------ Exercise data

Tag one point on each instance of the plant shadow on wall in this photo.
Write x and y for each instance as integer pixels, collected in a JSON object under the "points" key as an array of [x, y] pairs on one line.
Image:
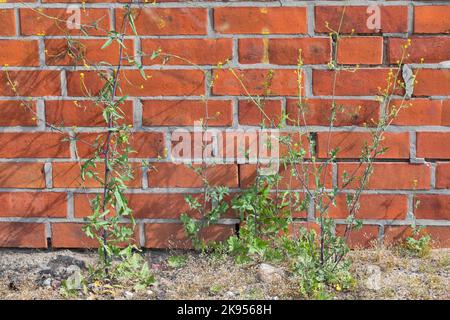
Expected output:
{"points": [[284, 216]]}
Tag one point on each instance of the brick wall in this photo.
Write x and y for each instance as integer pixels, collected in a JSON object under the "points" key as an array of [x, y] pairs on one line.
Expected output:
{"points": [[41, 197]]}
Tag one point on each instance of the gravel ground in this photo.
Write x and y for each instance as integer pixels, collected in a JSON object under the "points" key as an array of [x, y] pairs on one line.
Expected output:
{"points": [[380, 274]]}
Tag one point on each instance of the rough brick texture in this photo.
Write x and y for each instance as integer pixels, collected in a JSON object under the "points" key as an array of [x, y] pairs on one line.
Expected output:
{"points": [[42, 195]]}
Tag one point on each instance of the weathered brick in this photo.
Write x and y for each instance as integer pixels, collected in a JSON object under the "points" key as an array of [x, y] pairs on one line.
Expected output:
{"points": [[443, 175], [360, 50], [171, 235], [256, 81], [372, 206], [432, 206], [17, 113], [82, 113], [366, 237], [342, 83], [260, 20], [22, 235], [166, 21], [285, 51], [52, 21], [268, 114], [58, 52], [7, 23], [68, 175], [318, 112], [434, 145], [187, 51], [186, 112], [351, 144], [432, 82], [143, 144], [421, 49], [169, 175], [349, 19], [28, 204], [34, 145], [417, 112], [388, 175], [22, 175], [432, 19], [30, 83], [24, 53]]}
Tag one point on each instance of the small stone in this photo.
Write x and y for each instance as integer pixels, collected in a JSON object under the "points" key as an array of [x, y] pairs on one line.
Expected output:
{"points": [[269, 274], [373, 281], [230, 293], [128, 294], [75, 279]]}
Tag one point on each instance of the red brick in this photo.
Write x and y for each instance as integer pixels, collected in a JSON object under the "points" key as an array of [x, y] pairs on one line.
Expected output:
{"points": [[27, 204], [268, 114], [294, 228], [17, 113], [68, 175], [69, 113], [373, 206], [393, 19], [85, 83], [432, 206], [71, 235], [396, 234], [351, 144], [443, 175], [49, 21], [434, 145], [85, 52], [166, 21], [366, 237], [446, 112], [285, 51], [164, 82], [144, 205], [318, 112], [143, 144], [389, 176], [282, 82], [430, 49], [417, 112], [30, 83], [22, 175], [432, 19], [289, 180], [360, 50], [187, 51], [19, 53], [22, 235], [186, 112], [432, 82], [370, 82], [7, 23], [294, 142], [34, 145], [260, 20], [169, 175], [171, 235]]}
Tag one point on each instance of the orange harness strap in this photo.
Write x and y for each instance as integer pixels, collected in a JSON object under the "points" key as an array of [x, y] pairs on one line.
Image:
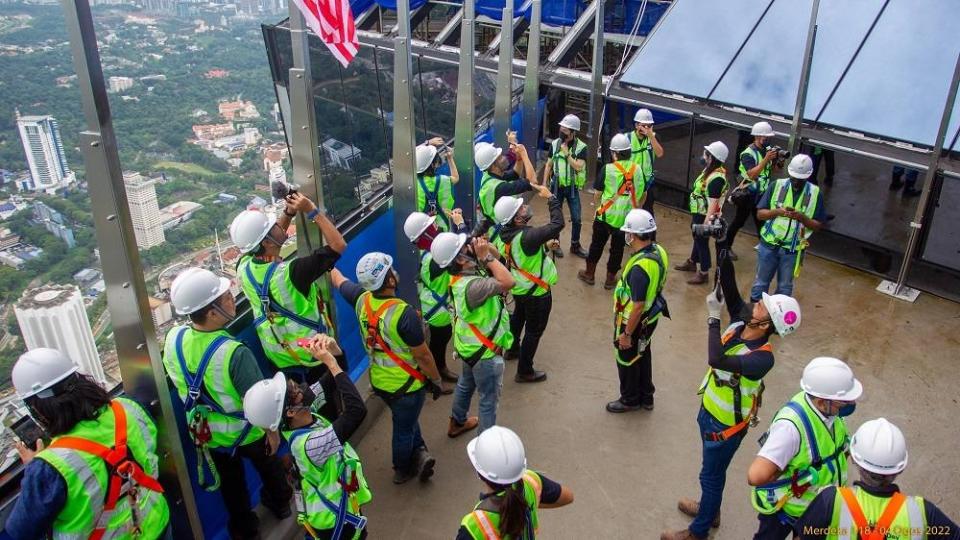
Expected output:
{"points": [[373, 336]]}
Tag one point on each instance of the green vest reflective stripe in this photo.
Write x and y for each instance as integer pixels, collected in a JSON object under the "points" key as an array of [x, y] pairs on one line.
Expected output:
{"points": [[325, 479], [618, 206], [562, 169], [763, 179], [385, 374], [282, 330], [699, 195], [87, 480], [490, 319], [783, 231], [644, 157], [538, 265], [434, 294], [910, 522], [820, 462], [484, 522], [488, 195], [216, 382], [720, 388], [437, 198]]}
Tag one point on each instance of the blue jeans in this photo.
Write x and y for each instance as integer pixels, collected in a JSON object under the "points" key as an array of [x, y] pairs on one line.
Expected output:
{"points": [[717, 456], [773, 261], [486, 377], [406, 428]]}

------------

### What is required:
Return each record exactly as given, excluding any image.

### Answer section:
Tag one point on each instance of the plant shadow on wall in this photo.
Write x and y for each instance as integer pixels, collected in a JSON object under the "points" key as an array of [x, y] pairs on one line.
Image:
Expected output:
{"points": [[284, 216]]}
Tag one point on each instance of the brick wall in this photo.
Write x and y for each instance as integer pixels, collected in a JSON object under the "points" key as an array of [x, y] pairs on one line.
Expected output:
{"points": [[41, 197]]}
Tag one point on each instance of the gravel ground in this photo.
Write x and y for each instance as integer pixels, collected in a JSON object under the "points" key as an array of [x, y] pairs on one line.
Expected output:
{"points": [[380, 274]]}
Tag one point on each instance of the rough brick texture in this photo.
Write x and y for each instance as integer pixels, collected in a JSON object under the "points" key as an array of [x, y] pairs on one line.
Expected output:
{"points": [[42, 195]]}
Tag one point on each instance of the weathered brick in this photo.
Write x and y for each instance as integer pixels, collected in a JSON object under the "points" key as an array of [x, y] pairs on one line.
Expected output:
{"points": [[443, 175], [360, 50], [171, 235], [256, 81], [372, 206], [432, 206], [17, 113], [82, 113], [366, 237], [342, 83], [260, 20], [22, 235], [166, 21], [285, 51], [52, 21], [268, 114], [58, 52], [7, 23], [68, 175], [318, 112], [434, 145], [187, 51], [186, 112], [351, 144], [432, 82], [143, 144], [421, 49], [169, 175], [349, 19], [28, 204], [34, 145], [417, 112], [388, 175], [22, 175], [432, 19], [30, 83], [24, 53]]}
Tag one point on each instance of the small stone in this photo.
Write x and y for each instance as integer pixels, collected in a JSON object under the "points" key as an array of [x, y] pairs on one line.
Expected output:
{"points": [[269, 274], [373, 281], [230, 293], [128, 294], [75, 279]]}
Tag one point on each instance of the red brick in this photo.
Write x and y for each instance as integer pixels, collected in a JSON object under the "points" key as an array of [x, y] pairs on one line.
Expected output:
{"points": [[27, 204], [268, 114], [294, 228], [17, 113], [68, 175], [69, 113], [373, 206], [393, 19], [85, 83], [432, 206], [71, 235], [396, 234], [351, 144], [443, 175], [49, 21], [434, 145], [85, 52], [166, 21], [366, 237], [446, 112], [285, 51], [164, 82], [144, 205], [318, 112], [143, 144], [389, 176], [282, 82], [430, 49], [417, 112], [30, 83], [22, 175], [432, 19], [289, 180], [360, 50], [187, 51], [19, 53], [22, 235], [186, 112], [432, 82], [370, 82], [7, 23], [294, 142], [34, 145], [260, 20], [169, 175], [171, 235]]}
Tag one point on each instance of the orange harness strap in this photo.
Write x and y for each instance as integer pixels, collected in a JSON object under the "points" key as an array of [x, y] pairs on one line.
Image:
Expected output:
{"points": [[373, 336]]}
Tag one point on each instance of the green vest reflective stripe in this photo.
Write x and y for each instance as integer pixels, collected in a JSON object under the "points" key as an array of [x, y] pairs on one line.
Expected output:
{"points": [[325, 479], [618, 206], [562, 169], [763, 179], [385, 374], [282, 330], [699, 195], [87, 480], [490, 319], [783, 231], [644, 157], [538, 265], [434, 294], [910, 522], [820, 462], [484, 522], [488, 195], [216, 382], [720, 388], [437, 198]]}
Tag one point on each instance of the blue jeans in this photo.
Write x and y for each instance as integer pixels, collected in a JSON object under the "points" key as an array of [x, y] pairs on one line.
Expected output:
{"points": [[717, 456], [773, 261], [486, 377], [406, 428]]}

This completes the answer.